WHAT IS NEEDED: Restate, word for word, every line of the data.

__________________________________________________

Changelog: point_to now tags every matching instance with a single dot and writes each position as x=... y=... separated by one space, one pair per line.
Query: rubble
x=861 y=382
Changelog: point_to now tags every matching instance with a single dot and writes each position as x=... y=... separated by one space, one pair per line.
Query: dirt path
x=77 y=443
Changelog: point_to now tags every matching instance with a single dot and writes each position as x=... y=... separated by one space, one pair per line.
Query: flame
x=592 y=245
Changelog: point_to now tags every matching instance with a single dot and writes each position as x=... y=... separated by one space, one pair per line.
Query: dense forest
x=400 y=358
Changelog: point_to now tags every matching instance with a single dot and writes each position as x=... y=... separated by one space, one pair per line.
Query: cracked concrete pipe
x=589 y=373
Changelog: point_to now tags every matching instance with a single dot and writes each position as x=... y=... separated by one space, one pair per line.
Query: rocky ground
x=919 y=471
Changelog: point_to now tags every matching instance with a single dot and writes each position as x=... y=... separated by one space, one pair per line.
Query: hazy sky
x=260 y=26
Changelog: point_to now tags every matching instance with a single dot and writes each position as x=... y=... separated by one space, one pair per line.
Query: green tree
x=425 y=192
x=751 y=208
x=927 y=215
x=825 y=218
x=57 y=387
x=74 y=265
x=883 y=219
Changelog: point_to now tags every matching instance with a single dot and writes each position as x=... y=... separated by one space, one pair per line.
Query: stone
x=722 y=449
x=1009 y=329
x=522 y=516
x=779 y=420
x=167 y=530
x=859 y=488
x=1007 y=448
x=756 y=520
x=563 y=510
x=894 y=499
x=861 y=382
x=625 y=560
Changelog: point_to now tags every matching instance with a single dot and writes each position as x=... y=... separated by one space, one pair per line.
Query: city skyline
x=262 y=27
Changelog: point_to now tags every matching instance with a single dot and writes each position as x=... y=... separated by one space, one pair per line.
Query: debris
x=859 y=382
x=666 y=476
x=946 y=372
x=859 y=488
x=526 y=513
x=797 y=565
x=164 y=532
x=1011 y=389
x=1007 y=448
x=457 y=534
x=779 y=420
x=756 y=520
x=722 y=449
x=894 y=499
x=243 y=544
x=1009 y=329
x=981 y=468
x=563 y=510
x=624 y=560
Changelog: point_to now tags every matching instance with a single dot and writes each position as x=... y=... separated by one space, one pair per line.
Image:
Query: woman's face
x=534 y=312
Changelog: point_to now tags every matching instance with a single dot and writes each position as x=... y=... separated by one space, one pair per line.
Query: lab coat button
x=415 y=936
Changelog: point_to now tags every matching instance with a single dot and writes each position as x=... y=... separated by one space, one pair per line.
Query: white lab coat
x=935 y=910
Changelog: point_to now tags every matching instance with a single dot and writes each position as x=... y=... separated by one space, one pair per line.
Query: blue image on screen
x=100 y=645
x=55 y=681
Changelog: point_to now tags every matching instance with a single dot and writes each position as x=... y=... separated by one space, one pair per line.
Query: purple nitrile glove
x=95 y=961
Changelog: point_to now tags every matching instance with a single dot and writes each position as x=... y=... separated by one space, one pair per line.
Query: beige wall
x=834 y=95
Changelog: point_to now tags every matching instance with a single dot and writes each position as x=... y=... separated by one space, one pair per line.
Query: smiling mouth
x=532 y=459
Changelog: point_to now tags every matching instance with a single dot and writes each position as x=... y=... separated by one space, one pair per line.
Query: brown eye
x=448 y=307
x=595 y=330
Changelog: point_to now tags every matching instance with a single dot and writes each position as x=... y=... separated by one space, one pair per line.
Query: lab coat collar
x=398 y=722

__________________________________________________

TASK OUTPUT:
Changelog: point_to now tags every matching instance with a single dot and writes each position as x=... y=... separated by one space, one pair per line.
Query: rubble
x=861 y=382
Changelog: point_to now tags every matching instance with a single dot and writes each position as x=... y=... separated by one space, one pair per line.
Query: dirt path
x=77 y=443
Changelog: point_to now tags every matching instance with a single dot and writes each position as x=... y=... separated by one space, one pair per line.
Query: flame
x=592 y=245
Changelog: point_to now tags every matching instance with a single dot and writes each position as x=... y=... separated by one space, one pair per line.
Query: dense forest
x=400 y=358
Changelog: point_to now tags every matching instance with a single dot and writes each position as x=... y=... separated by one space, one pair per line.
Query: cracked concrete pipe
x=589 y=373
Changelog: point_to now tags every matching instance with a single dot and writes each position as x=... y=... separated by one space, one pair per line.
Query: rocky ground
x=919 y=471
Changelog: point_to now tags every matching instance with a single dot and writes each position as x=... y=... separated by one space, one pair per line.
Query: hazy sky
x=260 y=26
Changelog: point_to now tags every matching instance with a single dot and writes each position as x=... y=... separated by one space, one pair per line.
Query: green tree
x=425 y=192
x=751 y=208
x=927 y=215
x=825 y=218
x=57 y=387
x=74 y=265
x=883 y=219
Changelog: point_to now tags every matching instance with a single dot and writes each position as x=... y=... separated by one space, one pair per line.
Query: stone
x=722 y=449
x=1009 y=329
x=522 y=516
x=779 y=420
x=167 y=530
x=859 y=488
x=1007 y=448
x=756 y=520
x=563 y=510
x=894 y=499
x=861 y=382
x=625 y=560
Changelog: point_to now tags every matching instance with a single dot and writes each position as x=... y=... separated by one space, one pair per line.
Query: city skyline
x=262 y=27
Changelog: point_to now tags every matching instance with a single dot and writes each position as x=... y=... separated by one space, one pair per line.
Query: debris
x=859 y=382
x=666 y=476
x=946 y=372
x=859 y=488
x=526 y=513
x=797 y=565
x=164 y=532
x=1011 y=389
x=1007 y=448
x=457 y=534
x=779 y=420
x=756 y=520
x=722 y=449
x=894 y=499
x=243 y=544
x=1009 y=329
x=981 y=468
x=563 y=510
x=624 y=560
Changelog: point_to now tags every matching instance with a single dot and writes each position as x=... y=... separated by one space, one pair per line.
Image:
Query: woman's face
x=534 y=312
Changelog: point_to now tags every matching instance with a single dot and writes each position as x=... y=... separated by one space, one pair per line.
Query: lab coat button
x=415 y=936
Changelog: point_to now tags every matching instance with a single dot and writes each position as x=... y=... separated by one space, one pair per line.
Query: white lab coat
x=935 y=910
Changelog: point_to now tags every matching instance with a single dot and writes each position as x=... y=... separated by one space, one pair per line.
Query: blue image on screen
x=100 y=645
x=55 y=681
Changelog: point_to now tags every matching instance with a single dot and writes each position as x=... y=... separated by one space, one pair per line.
Query: purple nitrile glove
x=95 y=961
Changelog: point_to now tags every matching instance with a single dot and writes each position as x=... y=... separated by one space, one pair per line.
Query: beige wall
x=834 y=95
Changelog: point_to now tags every matching instance with a single dot and writes each position as x=... y=... separated by one space, one pair per line.
Query: smiling mouth
x=532 y=459
Changelog: point_to now tags every matching instance with a single dot and writes each position as x=... y=... separated by one space, one pair per line.
Query: brown eye
x=448 y=307
x=595 y=330
Changelog: point_to now tags every matching instance with a single dot and writes each position as x=... y=... separated by one space, one pair per line.
Query: lab coat collar
x=398 y=722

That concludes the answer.